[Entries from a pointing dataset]
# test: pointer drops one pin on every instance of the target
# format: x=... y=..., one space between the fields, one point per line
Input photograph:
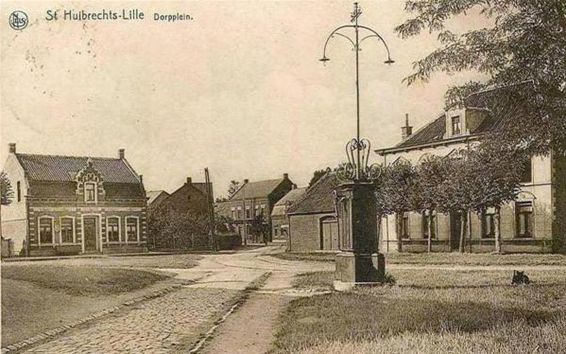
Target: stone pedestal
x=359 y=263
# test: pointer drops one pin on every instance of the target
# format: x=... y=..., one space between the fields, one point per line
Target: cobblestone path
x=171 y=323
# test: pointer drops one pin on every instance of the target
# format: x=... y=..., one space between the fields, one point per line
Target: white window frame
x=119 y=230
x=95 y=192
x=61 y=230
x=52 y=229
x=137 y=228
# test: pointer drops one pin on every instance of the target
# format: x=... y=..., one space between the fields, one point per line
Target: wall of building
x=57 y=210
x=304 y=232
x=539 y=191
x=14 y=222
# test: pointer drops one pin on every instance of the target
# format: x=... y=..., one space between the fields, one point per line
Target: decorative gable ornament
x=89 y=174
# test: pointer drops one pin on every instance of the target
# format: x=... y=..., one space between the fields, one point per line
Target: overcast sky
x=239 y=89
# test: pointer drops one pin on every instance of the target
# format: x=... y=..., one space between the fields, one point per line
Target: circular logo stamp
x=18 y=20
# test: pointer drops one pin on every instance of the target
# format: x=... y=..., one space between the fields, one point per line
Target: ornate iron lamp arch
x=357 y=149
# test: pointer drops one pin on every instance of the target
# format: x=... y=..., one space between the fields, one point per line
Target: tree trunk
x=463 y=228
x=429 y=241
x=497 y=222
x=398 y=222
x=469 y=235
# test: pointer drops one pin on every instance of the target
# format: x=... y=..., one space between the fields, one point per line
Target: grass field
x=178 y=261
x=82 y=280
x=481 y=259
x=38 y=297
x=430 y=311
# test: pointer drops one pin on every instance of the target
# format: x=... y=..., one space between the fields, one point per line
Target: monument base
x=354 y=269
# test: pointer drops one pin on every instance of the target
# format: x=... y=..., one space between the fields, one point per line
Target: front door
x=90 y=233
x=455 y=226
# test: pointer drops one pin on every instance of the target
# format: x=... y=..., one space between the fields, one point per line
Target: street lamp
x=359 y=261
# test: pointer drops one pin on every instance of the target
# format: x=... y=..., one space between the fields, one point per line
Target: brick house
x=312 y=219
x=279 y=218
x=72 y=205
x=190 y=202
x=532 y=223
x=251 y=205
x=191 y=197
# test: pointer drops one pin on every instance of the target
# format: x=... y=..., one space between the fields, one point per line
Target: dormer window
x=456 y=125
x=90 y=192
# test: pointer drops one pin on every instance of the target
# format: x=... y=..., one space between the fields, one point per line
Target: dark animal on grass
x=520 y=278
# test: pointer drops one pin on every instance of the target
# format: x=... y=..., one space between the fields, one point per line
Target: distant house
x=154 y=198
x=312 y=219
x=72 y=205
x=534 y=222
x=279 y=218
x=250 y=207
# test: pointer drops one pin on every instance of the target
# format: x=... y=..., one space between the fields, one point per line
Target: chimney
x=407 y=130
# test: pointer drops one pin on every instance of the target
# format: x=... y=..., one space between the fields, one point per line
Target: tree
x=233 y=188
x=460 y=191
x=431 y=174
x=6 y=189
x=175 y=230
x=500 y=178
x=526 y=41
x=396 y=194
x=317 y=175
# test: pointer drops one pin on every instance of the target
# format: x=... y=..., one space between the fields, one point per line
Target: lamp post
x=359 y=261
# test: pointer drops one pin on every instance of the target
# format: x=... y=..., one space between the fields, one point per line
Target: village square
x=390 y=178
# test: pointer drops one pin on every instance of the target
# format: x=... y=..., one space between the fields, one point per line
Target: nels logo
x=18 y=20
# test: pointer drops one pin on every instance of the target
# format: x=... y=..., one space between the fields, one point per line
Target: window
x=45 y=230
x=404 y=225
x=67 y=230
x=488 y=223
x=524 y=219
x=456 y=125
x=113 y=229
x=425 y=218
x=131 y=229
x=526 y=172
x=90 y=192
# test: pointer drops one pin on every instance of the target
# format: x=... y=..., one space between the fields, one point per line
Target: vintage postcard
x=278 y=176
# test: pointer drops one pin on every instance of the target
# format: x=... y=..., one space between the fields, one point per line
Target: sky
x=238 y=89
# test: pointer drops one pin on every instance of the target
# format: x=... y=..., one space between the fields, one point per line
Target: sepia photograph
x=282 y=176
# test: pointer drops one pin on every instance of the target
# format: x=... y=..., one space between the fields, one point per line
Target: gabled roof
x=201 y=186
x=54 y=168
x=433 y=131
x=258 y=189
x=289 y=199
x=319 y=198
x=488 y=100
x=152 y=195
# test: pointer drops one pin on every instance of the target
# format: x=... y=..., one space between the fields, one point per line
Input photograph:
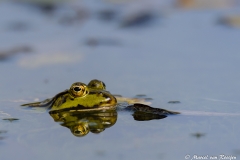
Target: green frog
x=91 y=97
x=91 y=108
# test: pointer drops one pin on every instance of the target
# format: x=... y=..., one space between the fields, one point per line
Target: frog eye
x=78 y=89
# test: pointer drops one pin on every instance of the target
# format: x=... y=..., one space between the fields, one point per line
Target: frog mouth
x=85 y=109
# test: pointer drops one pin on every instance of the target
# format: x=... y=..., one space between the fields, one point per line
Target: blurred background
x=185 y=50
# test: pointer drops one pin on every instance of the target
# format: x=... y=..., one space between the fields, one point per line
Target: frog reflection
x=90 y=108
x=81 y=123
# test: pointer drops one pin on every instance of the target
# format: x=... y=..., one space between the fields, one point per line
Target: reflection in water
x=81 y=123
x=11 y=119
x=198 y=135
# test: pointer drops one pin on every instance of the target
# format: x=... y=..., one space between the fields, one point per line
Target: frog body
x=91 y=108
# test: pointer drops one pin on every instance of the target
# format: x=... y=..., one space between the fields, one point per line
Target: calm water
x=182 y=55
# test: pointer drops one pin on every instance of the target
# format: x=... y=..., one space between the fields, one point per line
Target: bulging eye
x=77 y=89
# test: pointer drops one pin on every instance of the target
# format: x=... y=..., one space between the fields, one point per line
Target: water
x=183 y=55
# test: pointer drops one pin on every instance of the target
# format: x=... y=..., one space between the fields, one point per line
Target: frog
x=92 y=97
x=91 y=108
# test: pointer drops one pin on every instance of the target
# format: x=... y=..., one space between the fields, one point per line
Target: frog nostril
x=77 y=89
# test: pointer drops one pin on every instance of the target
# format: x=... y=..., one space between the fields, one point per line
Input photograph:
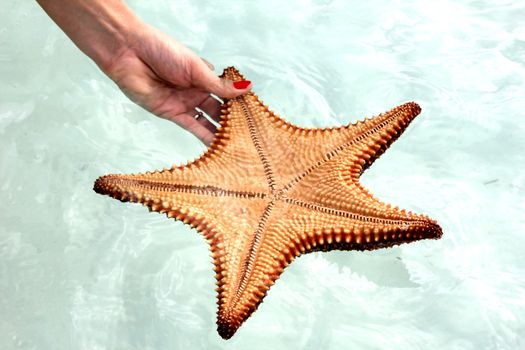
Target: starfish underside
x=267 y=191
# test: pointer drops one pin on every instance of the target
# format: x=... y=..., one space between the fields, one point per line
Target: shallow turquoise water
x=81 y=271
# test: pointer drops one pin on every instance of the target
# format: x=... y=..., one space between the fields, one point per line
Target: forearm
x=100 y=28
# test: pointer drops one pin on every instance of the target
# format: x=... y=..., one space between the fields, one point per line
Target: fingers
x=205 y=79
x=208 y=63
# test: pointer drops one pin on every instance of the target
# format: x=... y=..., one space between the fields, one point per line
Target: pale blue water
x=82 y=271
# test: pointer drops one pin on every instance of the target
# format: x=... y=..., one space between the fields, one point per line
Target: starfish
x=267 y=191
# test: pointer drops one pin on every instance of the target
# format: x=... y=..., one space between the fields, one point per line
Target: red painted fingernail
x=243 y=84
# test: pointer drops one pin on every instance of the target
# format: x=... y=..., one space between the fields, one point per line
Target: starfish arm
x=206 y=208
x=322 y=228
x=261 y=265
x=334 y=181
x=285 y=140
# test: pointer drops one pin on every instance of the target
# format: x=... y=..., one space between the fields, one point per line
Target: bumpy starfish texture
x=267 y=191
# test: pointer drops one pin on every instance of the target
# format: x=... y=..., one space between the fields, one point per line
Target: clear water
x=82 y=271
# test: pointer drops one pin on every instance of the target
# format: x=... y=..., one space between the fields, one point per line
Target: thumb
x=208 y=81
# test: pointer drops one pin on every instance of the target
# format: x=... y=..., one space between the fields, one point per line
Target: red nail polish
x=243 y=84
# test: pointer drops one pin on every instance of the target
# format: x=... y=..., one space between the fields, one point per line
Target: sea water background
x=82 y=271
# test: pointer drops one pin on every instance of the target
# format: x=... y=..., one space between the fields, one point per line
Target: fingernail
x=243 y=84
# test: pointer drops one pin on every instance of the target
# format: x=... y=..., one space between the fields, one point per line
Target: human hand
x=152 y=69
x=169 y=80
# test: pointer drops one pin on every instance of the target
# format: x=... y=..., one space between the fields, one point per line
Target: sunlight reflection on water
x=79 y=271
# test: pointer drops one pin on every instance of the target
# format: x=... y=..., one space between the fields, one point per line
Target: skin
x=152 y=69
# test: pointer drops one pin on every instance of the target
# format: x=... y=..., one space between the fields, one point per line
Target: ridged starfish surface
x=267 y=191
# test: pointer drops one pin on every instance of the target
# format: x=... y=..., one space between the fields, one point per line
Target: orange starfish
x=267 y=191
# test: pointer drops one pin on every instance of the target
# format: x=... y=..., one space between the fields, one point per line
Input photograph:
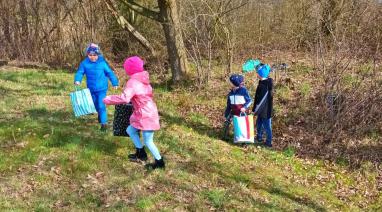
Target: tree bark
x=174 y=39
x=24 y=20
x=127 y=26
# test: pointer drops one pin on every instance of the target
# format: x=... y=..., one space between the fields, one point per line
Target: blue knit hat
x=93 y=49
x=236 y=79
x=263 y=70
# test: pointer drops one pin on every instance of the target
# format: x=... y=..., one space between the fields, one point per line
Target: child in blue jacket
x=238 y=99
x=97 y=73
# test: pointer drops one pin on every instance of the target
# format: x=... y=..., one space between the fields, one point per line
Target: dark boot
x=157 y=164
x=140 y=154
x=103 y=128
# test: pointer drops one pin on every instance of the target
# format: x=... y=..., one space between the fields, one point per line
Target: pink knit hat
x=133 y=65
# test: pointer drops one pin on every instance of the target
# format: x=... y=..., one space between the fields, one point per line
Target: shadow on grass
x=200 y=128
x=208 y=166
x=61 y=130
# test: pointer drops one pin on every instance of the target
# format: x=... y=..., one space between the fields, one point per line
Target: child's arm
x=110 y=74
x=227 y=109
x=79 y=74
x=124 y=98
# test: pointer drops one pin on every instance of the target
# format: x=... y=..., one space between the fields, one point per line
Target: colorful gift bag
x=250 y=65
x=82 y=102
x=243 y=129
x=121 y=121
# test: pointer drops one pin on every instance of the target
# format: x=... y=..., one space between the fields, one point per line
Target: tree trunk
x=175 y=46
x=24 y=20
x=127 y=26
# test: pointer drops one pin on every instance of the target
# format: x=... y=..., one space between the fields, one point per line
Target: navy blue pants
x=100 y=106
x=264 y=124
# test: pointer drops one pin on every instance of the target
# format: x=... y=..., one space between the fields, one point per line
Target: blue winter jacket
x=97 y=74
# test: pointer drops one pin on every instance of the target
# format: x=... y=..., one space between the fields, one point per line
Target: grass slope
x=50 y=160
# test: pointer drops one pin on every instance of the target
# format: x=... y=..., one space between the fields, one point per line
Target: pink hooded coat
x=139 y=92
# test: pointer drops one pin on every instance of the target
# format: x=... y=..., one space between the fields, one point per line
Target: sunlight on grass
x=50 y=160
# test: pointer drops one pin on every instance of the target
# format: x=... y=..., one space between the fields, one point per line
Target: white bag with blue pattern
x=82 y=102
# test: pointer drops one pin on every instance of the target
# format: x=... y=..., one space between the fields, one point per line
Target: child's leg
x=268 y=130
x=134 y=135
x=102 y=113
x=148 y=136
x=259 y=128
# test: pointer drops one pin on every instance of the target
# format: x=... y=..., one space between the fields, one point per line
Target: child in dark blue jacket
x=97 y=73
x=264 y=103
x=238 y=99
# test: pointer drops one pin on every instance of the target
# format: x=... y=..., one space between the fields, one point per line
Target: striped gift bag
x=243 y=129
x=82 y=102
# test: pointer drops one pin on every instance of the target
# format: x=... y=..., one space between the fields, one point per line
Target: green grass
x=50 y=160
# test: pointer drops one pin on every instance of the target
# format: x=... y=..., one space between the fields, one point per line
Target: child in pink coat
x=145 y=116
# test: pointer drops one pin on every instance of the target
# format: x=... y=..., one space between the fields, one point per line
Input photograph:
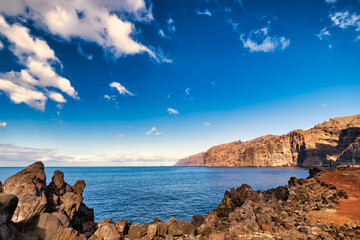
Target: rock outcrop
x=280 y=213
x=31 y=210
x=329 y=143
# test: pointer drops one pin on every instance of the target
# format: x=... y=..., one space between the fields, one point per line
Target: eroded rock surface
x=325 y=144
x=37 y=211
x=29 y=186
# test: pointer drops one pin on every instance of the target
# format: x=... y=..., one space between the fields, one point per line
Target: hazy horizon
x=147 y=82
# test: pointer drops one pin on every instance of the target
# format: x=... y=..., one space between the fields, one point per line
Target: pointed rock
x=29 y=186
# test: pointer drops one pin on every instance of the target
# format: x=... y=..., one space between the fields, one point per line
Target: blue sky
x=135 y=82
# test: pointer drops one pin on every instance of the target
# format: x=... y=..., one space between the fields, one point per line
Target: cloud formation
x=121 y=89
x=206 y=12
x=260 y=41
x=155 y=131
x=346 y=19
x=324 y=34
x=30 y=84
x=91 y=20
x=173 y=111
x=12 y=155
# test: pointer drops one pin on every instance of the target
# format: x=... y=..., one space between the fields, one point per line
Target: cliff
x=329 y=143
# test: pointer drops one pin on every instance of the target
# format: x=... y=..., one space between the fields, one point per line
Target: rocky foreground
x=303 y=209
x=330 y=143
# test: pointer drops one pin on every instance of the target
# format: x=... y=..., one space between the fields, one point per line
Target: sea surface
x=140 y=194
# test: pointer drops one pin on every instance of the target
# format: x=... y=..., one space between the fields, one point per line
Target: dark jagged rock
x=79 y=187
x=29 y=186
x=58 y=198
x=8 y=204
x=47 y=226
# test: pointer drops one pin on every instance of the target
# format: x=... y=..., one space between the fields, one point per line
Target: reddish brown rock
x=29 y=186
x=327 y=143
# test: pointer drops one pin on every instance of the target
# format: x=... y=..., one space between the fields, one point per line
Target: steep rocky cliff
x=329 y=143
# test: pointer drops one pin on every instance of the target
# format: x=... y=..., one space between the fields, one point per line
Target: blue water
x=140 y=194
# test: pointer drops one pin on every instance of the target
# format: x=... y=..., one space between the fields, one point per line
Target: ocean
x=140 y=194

### WORK TO BE COMPLETED
Retype the stretch of the listing from its start through the line that contains "x=171 y=323", both ends included, without altering anything. Leave the picture out of your answer.

### THE ANSWER
# test: pointer drops one pin on every instance of the target
# format: x=... y=..., one space between the fields, one point per line
Input photograph:
Target: stone pedestal
x=359 y=263
# test: pointer drops one pin on every instance of the target
# format: x=... y=..., one space between the fields, one point per line
Target: cobblestone path
x=171 y=323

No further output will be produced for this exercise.